#### DATOS PARA PROCESAR ####

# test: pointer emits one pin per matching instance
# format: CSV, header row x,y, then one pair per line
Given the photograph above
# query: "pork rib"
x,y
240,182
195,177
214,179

####

◆ TU TAREA ◆
Reescribe todos los registros reemplazando "pork rib" por "beef rib" y deja todo lo demás igual.

◆ LA RESPUESTA ◆
# test: pointer emits one pin per matching instance
# format: CSV, header row x,y, then one pair per line
Given the photograph above
# query: "beef rib"
x,y
240,182
195,177
214,179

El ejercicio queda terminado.